Excerpts from a dataset on pointing at objects:
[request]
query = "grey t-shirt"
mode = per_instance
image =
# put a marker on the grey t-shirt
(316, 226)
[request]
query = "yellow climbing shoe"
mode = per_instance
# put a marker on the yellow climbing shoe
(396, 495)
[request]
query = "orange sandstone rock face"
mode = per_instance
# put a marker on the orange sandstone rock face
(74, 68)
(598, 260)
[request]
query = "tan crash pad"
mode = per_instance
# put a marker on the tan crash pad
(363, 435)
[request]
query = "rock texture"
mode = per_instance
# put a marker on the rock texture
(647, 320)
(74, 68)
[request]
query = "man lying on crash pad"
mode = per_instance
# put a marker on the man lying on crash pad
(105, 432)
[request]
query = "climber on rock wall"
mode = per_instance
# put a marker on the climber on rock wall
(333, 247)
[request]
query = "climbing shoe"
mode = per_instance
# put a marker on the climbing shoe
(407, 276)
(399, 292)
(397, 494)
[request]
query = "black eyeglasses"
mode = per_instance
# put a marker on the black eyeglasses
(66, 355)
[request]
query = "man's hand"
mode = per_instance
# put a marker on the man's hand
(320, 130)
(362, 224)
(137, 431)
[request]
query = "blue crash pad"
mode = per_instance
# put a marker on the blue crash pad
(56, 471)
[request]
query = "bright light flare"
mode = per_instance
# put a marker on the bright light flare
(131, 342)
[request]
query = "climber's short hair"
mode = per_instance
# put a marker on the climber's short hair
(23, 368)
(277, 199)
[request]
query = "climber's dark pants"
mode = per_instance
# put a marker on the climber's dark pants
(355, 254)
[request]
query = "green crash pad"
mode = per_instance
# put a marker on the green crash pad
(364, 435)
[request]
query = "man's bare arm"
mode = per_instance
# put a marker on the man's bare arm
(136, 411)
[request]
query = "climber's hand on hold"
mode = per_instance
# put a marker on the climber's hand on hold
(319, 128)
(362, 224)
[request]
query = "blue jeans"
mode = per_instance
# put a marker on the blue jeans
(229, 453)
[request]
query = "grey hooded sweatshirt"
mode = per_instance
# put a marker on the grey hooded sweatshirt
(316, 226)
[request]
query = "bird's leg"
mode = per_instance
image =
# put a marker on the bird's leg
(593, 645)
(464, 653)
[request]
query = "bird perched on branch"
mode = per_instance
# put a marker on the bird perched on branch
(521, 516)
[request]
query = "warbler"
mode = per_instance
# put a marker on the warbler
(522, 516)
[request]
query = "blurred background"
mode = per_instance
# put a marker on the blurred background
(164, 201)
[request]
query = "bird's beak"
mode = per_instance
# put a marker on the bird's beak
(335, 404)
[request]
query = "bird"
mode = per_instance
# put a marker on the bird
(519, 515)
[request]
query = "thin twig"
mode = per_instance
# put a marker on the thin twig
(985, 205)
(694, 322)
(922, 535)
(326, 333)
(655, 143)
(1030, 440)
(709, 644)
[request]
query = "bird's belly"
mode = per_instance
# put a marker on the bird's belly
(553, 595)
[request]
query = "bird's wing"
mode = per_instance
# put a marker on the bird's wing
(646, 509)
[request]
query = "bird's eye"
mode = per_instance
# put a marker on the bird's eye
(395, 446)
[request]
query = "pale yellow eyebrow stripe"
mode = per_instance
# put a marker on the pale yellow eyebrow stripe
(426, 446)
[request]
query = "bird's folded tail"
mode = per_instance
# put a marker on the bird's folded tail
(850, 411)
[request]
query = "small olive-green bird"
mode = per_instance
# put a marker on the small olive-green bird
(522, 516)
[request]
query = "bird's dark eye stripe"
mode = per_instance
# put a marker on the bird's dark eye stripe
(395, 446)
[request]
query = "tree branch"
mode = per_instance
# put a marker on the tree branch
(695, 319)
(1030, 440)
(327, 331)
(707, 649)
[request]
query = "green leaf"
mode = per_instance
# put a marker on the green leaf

OBJECTIVE: Report every line above that contains the word "blue", copying each such line in full.

REPLY TO THE TASK:
query = "blue crash pad"
# put a marker on the blue crash pad
query = "blue jeans"
# put a marker on the blue jeans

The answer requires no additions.